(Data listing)
>>>
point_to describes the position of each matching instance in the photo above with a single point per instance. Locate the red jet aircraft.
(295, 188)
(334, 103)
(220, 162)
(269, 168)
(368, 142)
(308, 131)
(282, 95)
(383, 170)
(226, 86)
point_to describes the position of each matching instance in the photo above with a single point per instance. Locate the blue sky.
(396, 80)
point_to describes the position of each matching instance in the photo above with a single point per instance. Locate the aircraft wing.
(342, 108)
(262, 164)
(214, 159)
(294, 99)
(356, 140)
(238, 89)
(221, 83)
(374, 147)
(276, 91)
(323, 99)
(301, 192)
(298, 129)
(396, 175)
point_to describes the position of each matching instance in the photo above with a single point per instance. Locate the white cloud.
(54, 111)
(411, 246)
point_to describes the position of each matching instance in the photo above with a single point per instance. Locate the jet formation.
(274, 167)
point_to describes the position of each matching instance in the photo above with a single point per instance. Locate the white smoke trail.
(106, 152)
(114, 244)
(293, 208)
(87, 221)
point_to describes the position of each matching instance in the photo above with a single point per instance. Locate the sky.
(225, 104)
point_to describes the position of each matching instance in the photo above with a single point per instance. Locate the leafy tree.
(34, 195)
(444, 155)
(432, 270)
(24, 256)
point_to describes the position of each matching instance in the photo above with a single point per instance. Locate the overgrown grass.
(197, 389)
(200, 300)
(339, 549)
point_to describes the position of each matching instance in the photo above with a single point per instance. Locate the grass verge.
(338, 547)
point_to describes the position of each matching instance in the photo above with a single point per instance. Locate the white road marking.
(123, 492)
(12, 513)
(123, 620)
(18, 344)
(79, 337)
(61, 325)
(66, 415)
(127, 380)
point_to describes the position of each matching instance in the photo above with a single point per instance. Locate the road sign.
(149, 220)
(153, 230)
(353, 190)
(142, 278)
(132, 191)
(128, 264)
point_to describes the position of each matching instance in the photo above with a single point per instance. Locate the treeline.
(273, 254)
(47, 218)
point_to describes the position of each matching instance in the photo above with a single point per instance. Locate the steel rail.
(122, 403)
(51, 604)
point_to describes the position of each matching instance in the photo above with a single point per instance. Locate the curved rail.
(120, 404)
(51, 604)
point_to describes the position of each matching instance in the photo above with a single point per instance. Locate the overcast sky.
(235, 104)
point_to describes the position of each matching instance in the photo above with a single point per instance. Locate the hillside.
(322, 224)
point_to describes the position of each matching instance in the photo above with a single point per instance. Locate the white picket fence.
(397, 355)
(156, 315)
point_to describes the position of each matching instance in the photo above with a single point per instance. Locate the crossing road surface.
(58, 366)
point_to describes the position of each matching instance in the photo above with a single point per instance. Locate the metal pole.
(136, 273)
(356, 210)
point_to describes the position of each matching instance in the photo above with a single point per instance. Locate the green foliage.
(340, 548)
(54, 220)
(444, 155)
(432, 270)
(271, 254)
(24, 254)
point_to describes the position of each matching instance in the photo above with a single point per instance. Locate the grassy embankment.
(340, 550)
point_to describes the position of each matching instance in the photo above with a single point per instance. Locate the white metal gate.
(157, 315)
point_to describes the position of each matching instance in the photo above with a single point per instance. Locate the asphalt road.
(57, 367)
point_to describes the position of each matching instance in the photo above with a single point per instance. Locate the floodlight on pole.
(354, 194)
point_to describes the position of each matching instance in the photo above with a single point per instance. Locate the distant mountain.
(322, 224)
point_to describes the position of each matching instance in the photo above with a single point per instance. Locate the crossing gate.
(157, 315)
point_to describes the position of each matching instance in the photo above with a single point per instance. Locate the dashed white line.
<<<
--- Short task ---
Please rewrite all the entries above, swapping each "Locate" for "Find" and leaving every other word as it stands.

--- Exercise output ---
point_to describes the position of each matching instance in the photo above with a single point per instance. Find the red jet aircraft.
(295, 188)
(334, 103)
(220, 162)
(269, 168)
(368, 142)
(308, 131)
(282, 95)
(383, 170)
(226, 86)
point_to describes the position of each matching instance in the photo above with a single point per instance. Find the blue sky.
(396, 80)
point_to describes the position of each matching instance in the photo above with a single point per instance. Find the aircraft wing.
(342, 108)
(262, 164)
(214, 159)
(294, 99)
(356, 140)
(238, 89)
(221, 83)
(374, 147)
(276, 91)
(323, 99)
(301, 192)
(298, 129)
(396, 175)
point_to describes the position of each matching instance in the photo above with a single point per instance. Find the white cloud.
(54, 111)
(411, 246)
point_to describes the position of each matching instance in the photo above with a single point per instance. Find the jet formation.
(274, 167)
point_to describes the position of each matching instance in the photo above with a single point per instance. Find the white smoke trail.
(106, 152)
(114, 244)
(293, 208)
(87, 221)
point_to describes the position of each matching instance in the photo above with a single point per instance. Find the sky.
(225, 104)
point_to describes the position of each matching instance in the photo above with a single point per instance. Find the leafy tree.
(34, 195)
(444, 155)
(432, 270)
(24, 256)
point_to describes the position of each matching instance in the photo above with a single point per instance. Find the overgrown grass.
(197, 389)
(200, 300)
(339, 549)
point_to describes the position of each matching instance in the photo above with a single point per instance. Find the grass verge.
(338, 547)
point_to describes the position of each matching instance in the photo above with a single point per instance. Find the white road marking.
(123, 492)
(12, 513)
(123, 620)
(18, 344)
(79, 337)
(61, 325)
(66, 415)
(127, 380)
point_to describes the position of each matching instance in the photo above with a single point per instance. Find the road sign.
(149, 220)
(153, 230)
(353, 190)
(142, 278)
(132, 191)
(128, 264)
point_to describes the position of each matching instance in the photo above with a single point per instance. Find the treeline.
(273, 254)
(47, 218)
point_to describes the position of each matching instance in the photo above with a single point per instance. Find the steel rail.
(122, 403)
(51, 604)
point_to describes the position of each matching instance in the photo above with a single point per instance. Find the curved rail.
(120, 404)
(51, 604)
point_to describes the position of each matching instance in the photo above with a single point per instance. Find the overcast sky.
(235, 104)
point_to describes the position of each matching instance in the photo above with a single point per instance. Find the hillside.
(322, 224)
point_to describes the position of each matching instance in the photo above with a single point per instance. Find the white picket fence.
(397, 355)
(156, 315)
point_to describes the position of each matching instance in the photo above with a single point per instance. Find the crossing road surface.
(58, 366)
point_to describes the position of each matching instance in the photo above with a single point per instance. Find the metal pole.
(136, 273)
(356, 210)
point_to describes the position of each matching instance in the photo above with a single point per instance. Find the green foliage.
(340, 548)
(54, 220)
(444, 155)
(432, 270)
(271, 254)
(24, 254)
point_to describes the position of each matching instance in the photo above with a single point per instance. Find the grassy embankment.
(340, 550)
point_to describes the position of each matching instance in the photo above with a single point per instance. Find the white metal gate.
(157, 315)
point_to describes the position of each matching instance in the photo above with a single point per instance. Find the asphalt road.
(57, 367)
point_to describes the position of each matching instance in the photo above with a single point per instance. Find the floodlight on pole.
(354, 194)
point_to describes the position of each matching instance in the photo above with a single point per instance. Find the distant mountain.
(322, 224)
point_to describes the position of each matching instance in the photo above with a single point per instance. Find the crossing gate.
(157, 315)
point_to describes the position of each matching instance in the photo above with a single point per instance. Find the dashed white line.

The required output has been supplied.